WRITTEN INSTRUCTION
Copy every row below word for word, with no changes.

SOURCE MATERIAL

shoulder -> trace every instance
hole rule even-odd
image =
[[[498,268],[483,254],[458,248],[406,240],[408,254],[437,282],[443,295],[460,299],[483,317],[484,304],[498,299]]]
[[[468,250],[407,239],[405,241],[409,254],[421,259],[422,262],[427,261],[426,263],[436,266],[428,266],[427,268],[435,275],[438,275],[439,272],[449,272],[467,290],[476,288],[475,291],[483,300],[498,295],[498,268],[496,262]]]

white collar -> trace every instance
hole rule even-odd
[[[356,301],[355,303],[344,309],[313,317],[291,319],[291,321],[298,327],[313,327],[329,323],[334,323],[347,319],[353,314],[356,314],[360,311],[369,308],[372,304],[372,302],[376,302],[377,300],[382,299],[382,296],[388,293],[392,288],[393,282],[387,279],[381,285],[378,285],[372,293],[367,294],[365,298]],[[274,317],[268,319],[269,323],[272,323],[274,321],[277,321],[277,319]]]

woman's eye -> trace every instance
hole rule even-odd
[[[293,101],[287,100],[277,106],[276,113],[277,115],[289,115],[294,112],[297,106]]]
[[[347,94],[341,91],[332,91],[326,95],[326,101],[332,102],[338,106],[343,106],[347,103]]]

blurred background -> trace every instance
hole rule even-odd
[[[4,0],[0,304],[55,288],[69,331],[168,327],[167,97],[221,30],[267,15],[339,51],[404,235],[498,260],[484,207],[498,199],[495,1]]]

ANSWER FOR THIS EXERCISE
shoulder -> trace every instance
hole rule even-odd
image =
[[[498,268],[483,254],[458,248],[406,240],[408,254],[437,282],[443,295],[460,299],[483,317],[484,304],[498,299]]]
[[[468,250],[407,239],[405,241],[409,254],[421,259],[422,262],[427,261],[426,263],[436,266],[428,266],[427,268],[435,275],[438,275],[439,272],[449,272],[467,290],[476,288],[475,291],[483,300],[498,295],[498,268],[496,262]]]

white collar -> trace every instance
hole rule even-odd
[[[356,301],[355,303],[344,309],[313,317],[291,319],[291,321],[298,327],[313,327],[329,323],[334,323],[347,319],[353,314],[356,314],[360,311],[369,308],[372,304],[372,302],[376,302],[377,300],[382,299],[382,296],[388,293],[392,288],[393,282],[387,279],[381,285],[378,285],[372,293],[367,294],[365,298]],[[274,317],[268,319],[269,323],[272,323],[274,321],[277,321],[277,319]]]

woman's eye -> trace every instance
hole rule even-odd
[[[293,101],[287,100],[277,106],[276,113],[277,115],[289,115],[294,112],[297,106]]]
[[[347,94],[341,91],[332,91],[326,95],[326,101],[332,102],[338,106],[343,106],[347,103]]]

blurred background -> trace every instance
hole rule even-odd
[[[4,0],[0,304],[55,288],[69,331],[168,327],[167,97],[221,30],[267,15],[339,51],[404,235],[498,260],[484,207],[498,199],[495,1]]]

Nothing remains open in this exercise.